**DOCUMENT PASSAGE**
◇ ◇ ◇ ◇

Server 2016 is out for a while now, so I thought it will be a good time to write about one of the new features that Microsoft implemented in their latest server operating system for which I was really hopping for. They called it Cluster OS Rolling Upgrade. I know…the name doesn’t tell much, but it’s a way for us to upgrade our Hyper-V cluster nodes without downtime or extra hardware (if the existing hardware supports server 2016). Until now the way to go was buying extra hardware, build another Hyper-V cluster, then migrate the VMs to the new cluster. It was difficult, we needed maintenance hours, and it was costly. By using the Cluster OS Rolling Upgrade feature all we have to do is evict the nodes from the existing Hyper-V cluster one by one, install server 2016 on the evicted nodes, then joined them back to the cluster.
All this sounds very good, but in order to make it work the existing Hyper-V environment needs to run at least Windows Server 2012 R2. Everything bellow this version and you will have to use to old method to migrate your Hyper-V cluster.
There are some steps to follow which Microsoft created to describes the upgrade process, and to my surprise they really work:
- Backup the cluster database
- Backup the workload data. It means backing up you virtual machines running on your Hyper-V cluster(s) but I recommend you also backup the Hyper-V hosts
- Stop the Cluster Aware Updating (CAU) service (if used) so no patches get installed during the upgrade process and reboot the hosts
- Pause the Hyper-V node so all the virtual machines get migrated on the remaining nodes in the cluster
- Evict the 2012 R2 node from the cluster. It has to be in a Pause state and no virtual machines should run on it
- Install a fresh copy of Windows Server 2016 on the evicted node
- Configure networking and install the Failover Cluster feature and Hyper-V role on the new 2016 host
- Re-join the host to the cluster and migrate the workload to this node
- Repeat the operations for the rest of the 2012 R2 nodes in the cluster
- Update the Cluster Functional Level
As you can see there are quite a few steps to follow, but they are easy and straight forward, so let’s get to it.
Backing up the environment
Yes, even if we have a Failover Cluster, we still need to backup up the data. We can use the Windows Backup utility since it’s free and does the job pretty well, but if you have third party backup software, then be my guest and use it. To backup the cluster database we just have to follow the wizard and do a full system backup of the nodes.
I want to say that Microsoft’s backup utility does the same good job in saving the VMs, but it doesn’t. If you use it, your VMs will be put in a saved state in order to be backed up, which is not good because it beats the purpose of this article; upgrading the cluster with no downtime. For this one I recommend using a third party backup tool, if the budget permits so you can eliminate the downtime.

◇ ◇ ◇ ◇

**EXTRACTED DATA**

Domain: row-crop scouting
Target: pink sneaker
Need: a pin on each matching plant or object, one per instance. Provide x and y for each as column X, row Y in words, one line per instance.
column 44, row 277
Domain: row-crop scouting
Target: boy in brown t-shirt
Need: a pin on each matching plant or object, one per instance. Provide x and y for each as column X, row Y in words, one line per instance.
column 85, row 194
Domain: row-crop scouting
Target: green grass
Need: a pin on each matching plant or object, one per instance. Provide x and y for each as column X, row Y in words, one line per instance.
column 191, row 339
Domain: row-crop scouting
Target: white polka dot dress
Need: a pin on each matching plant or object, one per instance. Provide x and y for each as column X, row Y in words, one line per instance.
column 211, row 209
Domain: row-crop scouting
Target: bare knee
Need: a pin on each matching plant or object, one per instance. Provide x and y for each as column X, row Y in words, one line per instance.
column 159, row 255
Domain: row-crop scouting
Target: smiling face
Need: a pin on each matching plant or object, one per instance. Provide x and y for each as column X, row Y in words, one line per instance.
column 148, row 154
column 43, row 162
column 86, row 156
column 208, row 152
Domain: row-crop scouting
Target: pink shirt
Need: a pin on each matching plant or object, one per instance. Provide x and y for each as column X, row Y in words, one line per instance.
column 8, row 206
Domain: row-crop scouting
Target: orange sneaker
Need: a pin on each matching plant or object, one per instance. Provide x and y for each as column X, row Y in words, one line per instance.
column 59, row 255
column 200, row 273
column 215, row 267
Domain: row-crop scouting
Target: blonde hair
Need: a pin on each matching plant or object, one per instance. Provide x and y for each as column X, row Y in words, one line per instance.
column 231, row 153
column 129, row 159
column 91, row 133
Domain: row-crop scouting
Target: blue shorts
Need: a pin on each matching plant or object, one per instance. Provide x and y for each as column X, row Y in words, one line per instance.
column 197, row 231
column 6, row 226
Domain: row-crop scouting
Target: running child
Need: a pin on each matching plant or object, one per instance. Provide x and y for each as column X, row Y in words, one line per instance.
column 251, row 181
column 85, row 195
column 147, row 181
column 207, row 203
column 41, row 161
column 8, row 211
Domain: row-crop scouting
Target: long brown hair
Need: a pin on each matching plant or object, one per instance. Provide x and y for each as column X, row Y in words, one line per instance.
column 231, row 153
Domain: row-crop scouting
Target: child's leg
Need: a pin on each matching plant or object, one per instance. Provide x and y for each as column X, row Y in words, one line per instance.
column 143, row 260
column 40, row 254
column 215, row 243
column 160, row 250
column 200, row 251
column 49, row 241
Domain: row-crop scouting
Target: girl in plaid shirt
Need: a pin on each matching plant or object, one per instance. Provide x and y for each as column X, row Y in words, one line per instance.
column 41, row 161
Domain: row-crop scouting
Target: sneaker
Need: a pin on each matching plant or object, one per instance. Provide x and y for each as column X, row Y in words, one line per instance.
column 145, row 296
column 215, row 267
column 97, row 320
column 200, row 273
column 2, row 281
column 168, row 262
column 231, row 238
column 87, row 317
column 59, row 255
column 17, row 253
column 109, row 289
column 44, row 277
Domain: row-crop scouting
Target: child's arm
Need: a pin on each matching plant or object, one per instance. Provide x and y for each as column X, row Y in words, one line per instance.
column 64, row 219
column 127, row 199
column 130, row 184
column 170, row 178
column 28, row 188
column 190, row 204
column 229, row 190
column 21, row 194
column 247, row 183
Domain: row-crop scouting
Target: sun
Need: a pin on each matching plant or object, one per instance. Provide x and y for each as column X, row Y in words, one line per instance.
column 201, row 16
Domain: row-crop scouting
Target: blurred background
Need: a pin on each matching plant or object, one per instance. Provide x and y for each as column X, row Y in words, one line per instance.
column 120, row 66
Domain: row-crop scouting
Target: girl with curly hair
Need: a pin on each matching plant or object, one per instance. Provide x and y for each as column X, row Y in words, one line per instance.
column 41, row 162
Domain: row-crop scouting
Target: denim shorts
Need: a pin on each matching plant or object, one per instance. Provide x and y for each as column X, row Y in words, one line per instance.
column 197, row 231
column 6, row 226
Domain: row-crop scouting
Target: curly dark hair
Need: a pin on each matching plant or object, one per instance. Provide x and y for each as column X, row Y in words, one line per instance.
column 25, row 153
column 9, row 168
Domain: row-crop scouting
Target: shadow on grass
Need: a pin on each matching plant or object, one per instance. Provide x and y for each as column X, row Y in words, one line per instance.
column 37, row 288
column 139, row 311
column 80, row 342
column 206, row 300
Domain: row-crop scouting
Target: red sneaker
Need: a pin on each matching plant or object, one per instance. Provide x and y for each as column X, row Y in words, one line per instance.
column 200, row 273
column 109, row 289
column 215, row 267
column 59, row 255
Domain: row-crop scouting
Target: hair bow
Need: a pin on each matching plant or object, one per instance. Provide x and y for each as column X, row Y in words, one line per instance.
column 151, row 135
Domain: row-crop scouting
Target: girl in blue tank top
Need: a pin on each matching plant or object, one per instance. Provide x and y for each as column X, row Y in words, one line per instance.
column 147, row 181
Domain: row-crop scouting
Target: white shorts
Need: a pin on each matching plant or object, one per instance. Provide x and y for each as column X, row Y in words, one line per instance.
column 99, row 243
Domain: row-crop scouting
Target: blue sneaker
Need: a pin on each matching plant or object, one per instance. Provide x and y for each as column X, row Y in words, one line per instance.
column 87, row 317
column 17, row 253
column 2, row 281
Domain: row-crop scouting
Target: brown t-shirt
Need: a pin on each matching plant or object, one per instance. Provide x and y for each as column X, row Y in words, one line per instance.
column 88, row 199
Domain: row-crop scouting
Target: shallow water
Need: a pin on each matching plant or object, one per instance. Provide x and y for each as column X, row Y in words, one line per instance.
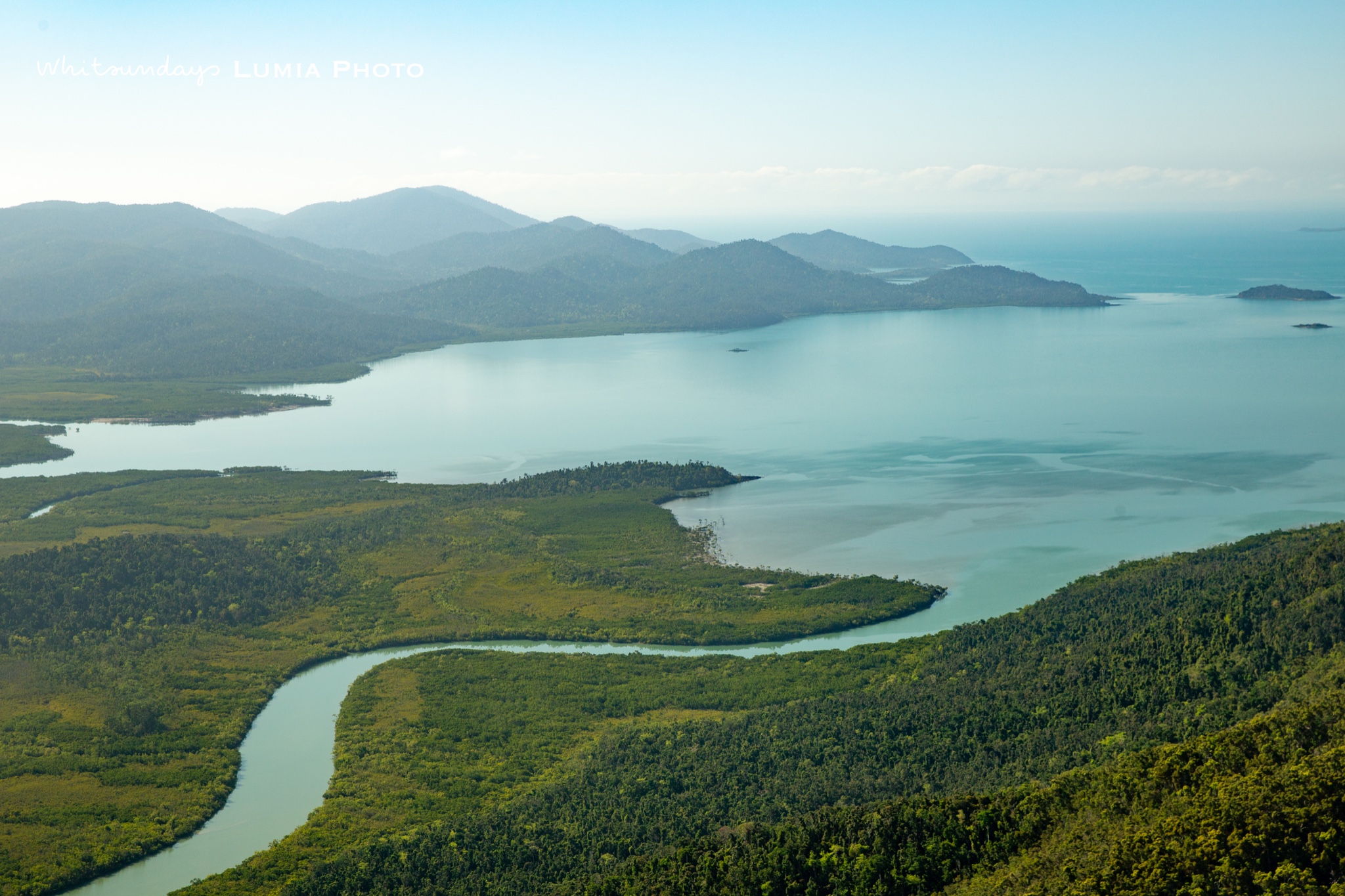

◇ ◇ ◇ ◇

**EXERCISE GOAL**
According to the Hyper-V cluster upgrade guide, what is the minimum Windows Server version the existing Hyper-V environment must run to use Cluster OS Rolling Upgrade? The listing has no role in this exercise.

**FULL ANSWER**
Windows Server 2012 R2.